(Referring expression pointing data)
+ + + +
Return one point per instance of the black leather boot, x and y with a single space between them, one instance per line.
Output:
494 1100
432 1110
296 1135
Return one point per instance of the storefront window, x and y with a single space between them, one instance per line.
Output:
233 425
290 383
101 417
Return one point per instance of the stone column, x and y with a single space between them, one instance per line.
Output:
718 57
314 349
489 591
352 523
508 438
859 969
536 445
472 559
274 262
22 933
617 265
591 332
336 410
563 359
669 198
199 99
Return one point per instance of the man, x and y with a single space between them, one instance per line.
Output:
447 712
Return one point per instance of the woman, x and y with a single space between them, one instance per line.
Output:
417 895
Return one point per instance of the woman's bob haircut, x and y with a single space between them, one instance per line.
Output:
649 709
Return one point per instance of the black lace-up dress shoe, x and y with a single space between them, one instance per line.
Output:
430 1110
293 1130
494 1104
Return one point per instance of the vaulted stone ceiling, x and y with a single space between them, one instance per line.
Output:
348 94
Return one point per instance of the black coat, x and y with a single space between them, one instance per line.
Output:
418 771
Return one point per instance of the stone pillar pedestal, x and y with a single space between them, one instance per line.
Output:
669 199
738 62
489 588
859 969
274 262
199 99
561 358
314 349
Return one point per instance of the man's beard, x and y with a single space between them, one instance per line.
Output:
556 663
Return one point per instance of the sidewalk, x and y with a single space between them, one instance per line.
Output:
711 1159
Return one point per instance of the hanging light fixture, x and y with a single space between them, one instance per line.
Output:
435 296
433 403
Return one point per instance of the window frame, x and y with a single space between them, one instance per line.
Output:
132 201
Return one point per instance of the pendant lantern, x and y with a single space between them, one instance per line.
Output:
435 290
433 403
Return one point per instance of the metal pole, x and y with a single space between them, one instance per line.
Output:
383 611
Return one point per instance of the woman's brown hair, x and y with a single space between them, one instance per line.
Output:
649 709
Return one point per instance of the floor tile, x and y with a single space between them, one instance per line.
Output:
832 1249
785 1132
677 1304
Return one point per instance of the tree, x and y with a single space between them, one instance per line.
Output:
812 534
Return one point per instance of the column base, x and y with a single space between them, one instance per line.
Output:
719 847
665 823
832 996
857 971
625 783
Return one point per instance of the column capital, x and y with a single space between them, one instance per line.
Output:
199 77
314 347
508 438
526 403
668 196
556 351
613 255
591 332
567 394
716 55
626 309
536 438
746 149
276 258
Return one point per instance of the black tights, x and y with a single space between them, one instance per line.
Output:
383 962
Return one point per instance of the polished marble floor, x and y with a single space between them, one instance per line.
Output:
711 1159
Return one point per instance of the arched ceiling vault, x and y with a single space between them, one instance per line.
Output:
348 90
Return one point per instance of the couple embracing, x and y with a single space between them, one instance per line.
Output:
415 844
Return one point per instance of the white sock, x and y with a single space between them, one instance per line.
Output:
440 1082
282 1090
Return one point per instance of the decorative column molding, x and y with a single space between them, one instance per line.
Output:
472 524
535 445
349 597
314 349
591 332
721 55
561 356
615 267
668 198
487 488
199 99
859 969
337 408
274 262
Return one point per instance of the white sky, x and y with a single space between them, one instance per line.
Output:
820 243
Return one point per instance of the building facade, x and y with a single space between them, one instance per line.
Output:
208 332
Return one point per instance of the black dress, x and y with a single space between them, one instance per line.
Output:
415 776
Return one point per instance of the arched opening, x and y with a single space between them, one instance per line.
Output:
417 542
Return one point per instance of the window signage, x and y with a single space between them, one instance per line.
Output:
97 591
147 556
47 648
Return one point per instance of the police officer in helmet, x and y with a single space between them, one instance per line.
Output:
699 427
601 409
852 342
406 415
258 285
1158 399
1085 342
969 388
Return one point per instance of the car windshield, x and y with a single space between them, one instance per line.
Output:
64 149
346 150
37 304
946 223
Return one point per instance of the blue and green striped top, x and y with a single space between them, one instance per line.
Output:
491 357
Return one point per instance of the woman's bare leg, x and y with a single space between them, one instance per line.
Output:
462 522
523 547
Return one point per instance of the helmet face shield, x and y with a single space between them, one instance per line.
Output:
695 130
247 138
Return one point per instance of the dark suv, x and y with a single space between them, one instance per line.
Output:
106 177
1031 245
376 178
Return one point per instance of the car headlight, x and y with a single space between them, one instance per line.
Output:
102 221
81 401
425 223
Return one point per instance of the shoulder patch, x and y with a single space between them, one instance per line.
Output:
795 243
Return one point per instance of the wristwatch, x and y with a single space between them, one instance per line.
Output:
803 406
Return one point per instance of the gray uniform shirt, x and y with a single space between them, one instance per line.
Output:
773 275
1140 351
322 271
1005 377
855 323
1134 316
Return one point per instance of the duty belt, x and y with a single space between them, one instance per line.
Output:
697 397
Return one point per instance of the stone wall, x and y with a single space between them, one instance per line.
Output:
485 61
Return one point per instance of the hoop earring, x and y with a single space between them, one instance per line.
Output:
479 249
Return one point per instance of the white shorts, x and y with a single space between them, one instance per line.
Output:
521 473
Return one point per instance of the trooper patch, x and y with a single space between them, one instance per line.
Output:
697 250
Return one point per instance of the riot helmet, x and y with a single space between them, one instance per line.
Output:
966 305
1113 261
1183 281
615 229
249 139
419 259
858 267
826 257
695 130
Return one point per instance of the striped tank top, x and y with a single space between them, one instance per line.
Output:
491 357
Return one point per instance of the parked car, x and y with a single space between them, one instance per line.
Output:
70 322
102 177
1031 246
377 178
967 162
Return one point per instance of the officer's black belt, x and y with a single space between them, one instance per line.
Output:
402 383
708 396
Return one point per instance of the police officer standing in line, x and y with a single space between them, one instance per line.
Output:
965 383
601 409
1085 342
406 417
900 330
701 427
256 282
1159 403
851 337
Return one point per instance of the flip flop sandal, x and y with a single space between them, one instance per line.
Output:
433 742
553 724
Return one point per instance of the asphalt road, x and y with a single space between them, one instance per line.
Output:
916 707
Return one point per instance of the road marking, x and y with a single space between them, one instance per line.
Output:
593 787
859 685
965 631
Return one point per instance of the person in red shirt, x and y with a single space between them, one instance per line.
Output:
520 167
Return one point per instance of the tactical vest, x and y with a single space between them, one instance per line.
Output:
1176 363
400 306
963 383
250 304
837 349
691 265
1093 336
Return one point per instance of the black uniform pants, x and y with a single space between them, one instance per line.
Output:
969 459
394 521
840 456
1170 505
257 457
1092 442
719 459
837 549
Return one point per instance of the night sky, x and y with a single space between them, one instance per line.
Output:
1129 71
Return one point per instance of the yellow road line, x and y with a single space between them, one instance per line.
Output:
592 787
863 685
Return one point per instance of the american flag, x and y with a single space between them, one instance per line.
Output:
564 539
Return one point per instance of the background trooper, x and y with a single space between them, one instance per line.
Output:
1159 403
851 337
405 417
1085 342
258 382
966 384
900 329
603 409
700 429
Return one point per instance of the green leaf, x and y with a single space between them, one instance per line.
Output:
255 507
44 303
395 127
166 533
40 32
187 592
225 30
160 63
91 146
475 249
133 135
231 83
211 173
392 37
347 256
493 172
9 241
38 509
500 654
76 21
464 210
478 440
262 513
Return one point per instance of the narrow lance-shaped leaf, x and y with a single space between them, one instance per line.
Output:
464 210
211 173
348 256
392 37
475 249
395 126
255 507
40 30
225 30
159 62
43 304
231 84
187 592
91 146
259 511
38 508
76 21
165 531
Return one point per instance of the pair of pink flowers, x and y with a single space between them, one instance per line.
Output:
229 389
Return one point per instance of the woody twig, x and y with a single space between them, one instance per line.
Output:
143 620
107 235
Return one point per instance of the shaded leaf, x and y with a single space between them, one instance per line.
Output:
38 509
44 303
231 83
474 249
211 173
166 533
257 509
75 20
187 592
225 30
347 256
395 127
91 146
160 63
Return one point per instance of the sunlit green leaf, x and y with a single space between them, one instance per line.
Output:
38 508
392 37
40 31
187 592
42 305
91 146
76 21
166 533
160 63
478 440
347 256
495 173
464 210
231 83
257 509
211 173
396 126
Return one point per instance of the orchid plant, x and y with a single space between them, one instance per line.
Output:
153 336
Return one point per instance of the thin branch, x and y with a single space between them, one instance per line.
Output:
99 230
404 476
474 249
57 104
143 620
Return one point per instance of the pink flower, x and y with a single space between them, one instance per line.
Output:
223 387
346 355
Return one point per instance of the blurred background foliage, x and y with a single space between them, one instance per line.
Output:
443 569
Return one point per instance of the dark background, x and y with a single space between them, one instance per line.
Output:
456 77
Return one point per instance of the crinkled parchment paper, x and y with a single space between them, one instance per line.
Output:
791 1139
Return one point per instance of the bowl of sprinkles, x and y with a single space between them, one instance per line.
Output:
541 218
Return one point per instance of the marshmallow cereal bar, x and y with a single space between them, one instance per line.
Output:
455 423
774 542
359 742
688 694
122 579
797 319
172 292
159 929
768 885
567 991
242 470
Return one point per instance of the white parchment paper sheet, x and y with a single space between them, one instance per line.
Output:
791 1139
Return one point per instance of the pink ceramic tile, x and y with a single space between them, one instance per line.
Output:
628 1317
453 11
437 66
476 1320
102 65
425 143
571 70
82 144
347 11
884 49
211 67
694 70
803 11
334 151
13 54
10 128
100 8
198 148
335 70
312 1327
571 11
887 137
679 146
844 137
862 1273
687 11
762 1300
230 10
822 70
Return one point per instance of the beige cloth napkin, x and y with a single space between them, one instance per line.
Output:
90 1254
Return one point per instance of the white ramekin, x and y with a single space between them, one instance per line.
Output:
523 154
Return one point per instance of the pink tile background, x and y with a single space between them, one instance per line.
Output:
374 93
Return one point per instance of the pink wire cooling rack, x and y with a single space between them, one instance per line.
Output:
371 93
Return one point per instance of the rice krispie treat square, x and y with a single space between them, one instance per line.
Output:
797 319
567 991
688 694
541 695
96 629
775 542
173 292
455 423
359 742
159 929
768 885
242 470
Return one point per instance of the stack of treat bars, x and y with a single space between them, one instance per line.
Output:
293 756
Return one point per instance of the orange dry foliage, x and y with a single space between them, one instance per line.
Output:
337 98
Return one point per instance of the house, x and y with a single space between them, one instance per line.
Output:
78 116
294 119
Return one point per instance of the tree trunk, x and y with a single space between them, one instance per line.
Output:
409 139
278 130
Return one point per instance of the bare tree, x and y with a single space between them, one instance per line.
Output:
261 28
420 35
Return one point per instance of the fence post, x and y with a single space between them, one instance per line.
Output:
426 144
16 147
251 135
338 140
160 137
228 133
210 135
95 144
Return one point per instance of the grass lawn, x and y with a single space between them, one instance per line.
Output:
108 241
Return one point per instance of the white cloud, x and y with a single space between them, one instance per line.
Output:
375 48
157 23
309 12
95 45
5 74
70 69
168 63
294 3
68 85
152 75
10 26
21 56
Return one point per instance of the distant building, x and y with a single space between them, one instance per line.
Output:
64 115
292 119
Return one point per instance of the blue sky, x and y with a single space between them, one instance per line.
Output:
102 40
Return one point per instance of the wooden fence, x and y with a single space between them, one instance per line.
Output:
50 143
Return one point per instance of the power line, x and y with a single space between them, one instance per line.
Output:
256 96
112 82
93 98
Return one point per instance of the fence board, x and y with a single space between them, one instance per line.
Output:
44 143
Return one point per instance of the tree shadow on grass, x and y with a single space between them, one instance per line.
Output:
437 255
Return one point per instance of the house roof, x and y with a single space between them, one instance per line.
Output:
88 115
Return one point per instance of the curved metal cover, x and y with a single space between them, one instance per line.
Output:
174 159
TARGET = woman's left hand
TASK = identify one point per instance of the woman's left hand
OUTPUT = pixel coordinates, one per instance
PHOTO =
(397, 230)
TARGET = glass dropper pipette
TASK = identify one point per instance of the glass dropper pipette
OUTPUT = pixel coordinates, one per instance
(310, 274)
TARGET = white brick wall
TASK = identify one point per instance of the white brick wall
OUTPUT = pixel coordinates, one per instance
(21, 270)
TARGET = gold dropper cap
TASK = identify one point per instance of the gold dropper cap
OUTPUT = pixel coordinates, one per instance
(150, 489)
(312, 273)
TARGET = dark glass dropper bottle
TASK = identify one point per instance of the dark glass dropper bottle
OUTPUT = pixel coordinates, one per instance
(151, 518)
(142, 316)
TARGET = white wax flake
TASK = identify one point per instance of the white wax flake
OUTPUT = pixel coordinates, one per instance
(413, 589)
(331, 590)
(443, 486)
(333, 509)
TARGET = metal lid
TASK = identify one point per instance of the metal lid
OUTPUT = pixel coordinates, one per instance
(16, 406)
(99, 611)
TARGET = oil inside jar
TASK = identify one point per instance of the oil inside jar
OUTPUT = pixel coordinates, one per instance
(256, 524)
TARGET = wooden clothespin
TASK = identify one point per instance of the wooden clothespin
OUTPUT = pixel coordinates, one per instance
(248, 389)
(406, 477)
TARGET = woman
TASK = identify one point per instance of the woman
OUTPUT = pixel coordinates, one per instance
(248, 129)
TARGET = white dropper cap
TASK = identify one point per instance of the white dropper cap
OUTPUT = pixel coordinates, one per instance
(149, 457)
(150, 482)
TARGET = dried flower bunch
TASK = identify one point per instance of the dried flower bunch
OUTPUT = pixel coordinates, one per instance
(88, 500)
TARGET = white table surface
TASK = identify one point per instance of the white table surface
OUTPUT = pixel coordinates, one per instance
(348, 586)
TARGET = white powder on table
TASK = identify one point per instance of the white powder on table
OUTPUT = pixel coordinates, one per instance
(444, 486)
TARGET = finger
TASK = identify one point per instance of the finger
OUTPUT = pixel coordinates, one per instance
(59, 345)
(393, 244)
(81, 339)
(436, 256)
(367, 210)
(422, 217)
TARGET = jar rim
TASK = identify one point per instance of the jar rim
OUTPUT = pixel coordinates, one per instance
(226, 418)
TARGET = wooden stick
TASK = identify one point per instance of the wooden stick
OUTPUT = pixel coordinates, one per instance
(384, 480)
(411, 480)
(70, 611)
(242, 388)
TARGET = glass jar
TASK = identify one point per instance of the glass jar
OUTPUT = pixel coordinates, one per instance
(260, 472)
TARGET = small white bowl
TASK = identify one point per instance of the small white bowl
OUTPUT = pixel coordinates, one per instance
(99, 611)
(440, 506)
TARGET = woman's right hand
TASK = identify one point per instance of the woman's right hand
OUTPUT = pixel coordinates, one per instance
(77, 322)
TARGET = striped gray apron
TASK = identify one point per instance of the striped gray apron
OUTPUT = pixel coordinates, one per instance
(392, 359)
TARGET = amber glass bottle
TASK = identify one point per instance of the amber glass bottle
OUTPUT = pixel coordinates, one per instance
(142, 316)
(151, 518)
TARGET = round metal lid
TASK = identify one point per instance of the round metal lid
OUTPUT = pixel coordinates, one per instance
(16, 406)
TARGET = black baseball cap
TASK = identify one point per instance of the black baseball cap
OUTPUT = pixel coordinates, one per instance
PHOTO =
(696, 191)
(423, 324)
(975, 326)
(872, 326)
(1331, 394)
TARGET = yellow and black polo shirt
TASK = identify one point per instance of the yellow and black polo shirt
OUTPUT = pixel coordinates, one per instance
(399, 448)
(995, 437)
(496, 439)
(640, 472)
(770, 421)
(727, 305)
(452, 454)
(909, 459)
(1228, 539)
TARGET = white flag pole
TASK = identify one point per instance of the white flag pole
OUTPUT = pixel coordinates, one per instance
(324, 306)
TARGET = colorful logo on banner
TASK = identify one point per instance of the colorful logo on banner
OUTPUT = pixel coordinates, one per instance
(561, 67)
+ + + +
== EXERCISE GOAL ==
Copy each line of the data above that holds "baseball".

== TASK OUTPUT ==
TARGET = black baseball cap
TASK = identify one point per instance of the black baseball cap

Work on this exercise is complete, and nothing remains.